It is likely you want to estimate allocations starting and ending at arbitrary points in time that do not correspond exactly with the moment a sampling event was emitted. This means the initial sampling event covered more time than the allocation period we are interested in and the allocations at the end aren't included in any sampling event. You can conservatively adjust the error bounds to account for the uncertainty in the starting and ending allocations. If the starting point is not aligned with a sampling event calculate the lower bound of allocated bytes as if there was one fewer sample received. If the ending point is not aligned with a sampling event calculate the upper bound as if there was one more sample received.

Estimating the total number of bytes allocated on all threads

The per-thread estimations can be repeated for all threads and summed up.

Estimating the number of bytes allocated for objects of a specific type, size or other characteristic

Select from the sampling events only those events which occured in objects matching your criteria. For example if you want to estimate the number of bytes allocated for Foo typed objects, select the samples in Foo-typed objects. Using this reduced set of samples do the same estimation technique as above. The error on this estimation will also be based on the number of samples in your filtered subset. If there were 1000 initial samples but only 3 of those samples were in Foo-typed objects that might generate an estimate of 310K bytes of Foo objects but beware that the potential sampling error for a small number of samples is very large.

Implementation design

Overall the implementation needs to do a few steps:

  1. Determine if sampling events are enabled. If no, there is nothing else to do, but if yes we need to do steps (2) and (3).

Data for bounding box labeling
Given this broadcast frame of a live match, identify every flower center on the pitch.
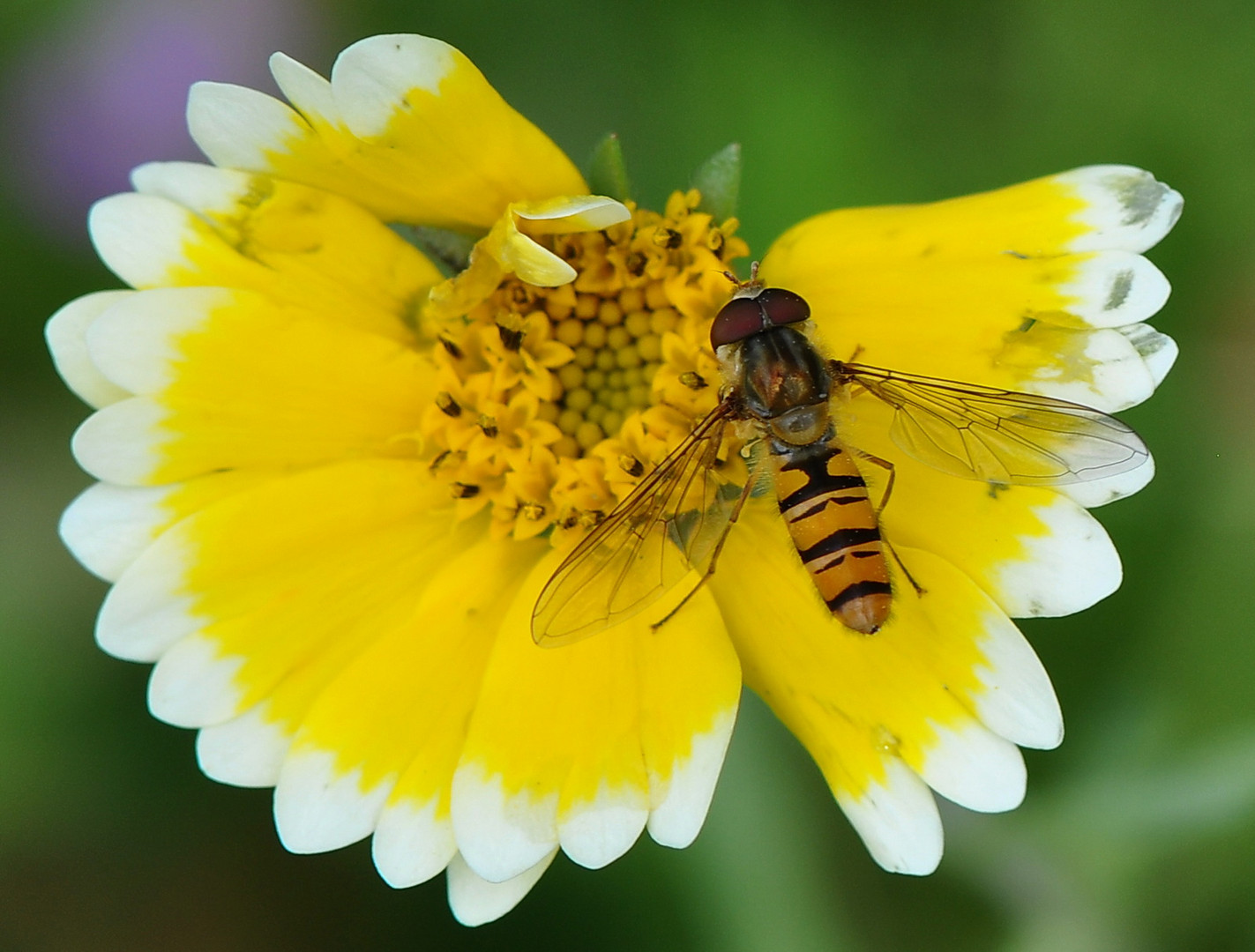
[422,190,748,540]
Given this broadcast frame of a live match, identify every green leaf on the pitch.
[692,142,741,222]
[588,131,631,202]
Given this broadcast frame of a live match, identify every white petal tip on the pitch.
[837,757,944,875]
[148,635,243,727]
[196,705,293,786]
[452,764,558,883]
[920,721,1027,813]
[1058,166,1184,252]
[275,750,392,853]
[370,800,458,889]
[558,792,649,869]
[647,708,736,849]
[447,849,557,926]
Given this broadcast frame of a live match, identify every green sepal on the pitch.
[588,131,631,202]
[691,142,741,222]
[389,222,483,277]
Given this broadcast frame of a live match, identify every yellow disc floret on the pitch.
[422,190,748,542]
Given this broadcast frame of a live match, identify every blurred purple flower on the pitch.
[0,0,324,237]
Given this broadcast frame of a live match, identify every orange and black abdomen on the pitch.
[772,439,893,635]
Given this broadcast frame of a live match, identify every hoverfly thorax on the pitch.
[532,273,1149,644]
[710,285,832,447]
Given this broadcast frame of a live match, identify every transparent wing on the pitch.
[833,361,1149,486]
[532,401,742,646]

> [Problem]:
Copy the stretch of the allocation sampling text above from "It is likely" through "and summed up.".

> [Solution below]:
It is likely you want to estimate allocations starting and ending at arbitrary points in time that do not correspond exactly with the moment a sampling event was emitted. This means the initial sampling event covered more time than the allocation period we are interested in and the allocations at the end aren't included in any sampling event. You can conservatively adjust the error bounds to account for the uncertainty in the starting and ending allocations. If the starting point is not aligned with a sampling event calculate the lower bound of allocated bytes as if there was one fewer sample received. If the ending point is not aligned with a sampling event calculate the upper bound as if there was one more sample received.

Estimating the total number of bytes allocated on all threads

The per-thread estimations can be repeated for all threads and summed up.